§ **What to produce**
Reproduce everything from the line containing "TARGET: teal rubber band" down to the line containing "(356, 179), (366, 220)", substituting "coordinates" for "coords" and leaving all else unchanged. Omit the pictures from your answer.

>>

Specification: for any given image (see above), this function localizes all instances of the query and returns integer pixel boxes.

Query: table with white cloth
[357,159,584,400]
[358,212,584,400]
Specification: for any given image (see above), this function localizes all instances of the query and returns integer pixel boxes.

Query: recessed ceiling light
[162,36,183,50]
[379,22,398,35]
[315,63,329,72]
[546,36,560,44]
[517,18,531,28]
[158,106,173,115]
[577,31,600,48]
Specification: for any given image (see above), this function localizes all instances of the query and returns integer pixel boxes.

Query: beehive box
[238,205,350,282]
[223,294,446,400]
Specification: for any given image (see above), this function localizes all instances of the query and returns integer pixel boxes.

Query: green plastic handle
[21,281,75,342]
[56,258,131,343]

<<
>>

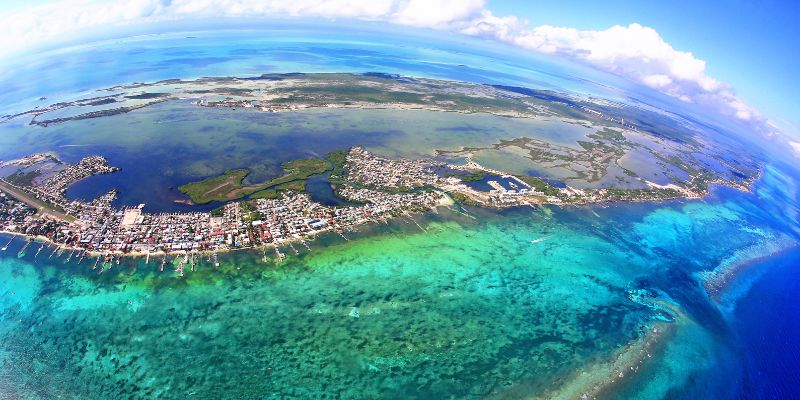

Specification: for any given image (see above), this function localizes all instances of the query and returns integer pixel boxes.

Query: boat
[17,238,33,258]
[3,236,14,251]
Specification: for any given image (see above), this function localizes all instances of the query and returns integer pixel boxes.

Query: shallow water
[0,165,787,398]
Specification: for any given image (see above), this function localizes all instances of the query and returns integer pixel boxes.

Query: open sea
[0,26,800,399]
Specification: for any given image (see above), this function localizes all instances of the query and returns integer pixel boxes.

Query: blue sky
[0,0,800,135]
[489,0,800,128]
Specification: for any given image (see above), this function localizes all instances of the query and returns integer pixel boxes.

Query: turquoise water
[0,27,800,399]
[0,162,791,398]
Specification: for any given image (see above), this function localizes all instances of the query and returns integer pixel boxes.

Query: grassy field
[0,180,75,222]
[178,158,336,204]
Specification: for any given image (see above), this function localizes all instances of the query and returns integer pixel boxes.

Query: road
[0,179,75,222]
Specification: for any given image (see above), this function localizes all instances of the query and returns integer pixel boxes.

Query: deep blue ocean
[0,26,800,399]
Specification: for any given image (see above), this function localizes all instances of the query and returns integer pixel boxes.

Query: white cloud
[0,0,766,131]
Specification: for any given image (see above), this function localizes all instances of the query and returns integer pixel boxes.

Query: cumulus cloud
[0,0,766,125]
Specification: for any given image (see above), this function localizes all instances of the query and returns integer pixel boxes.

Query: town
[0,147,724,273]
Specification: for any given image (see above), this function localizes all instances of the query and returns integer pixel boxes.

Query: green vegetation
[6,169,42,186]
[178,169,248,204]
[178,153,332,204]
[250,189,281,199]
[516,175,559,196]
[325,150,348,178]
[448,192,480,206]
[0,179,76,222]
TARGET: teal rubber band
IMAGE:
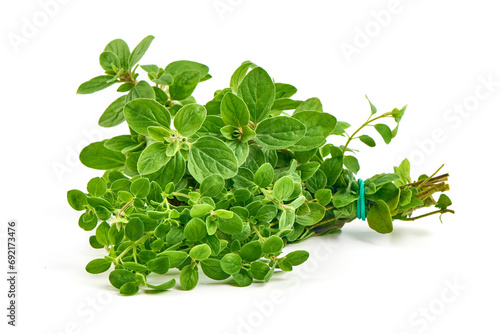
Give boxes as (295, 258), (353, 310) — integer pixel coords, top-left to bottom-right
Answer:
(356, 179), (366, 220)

<<

§ **Result for this task**
TARGET: teal rubber band
IMAGE:
Give boxes as (295, 258), (353, 310) — integer pixel coordinates, top-left to bottom-right
Answer:
(356, 179), (366, 220)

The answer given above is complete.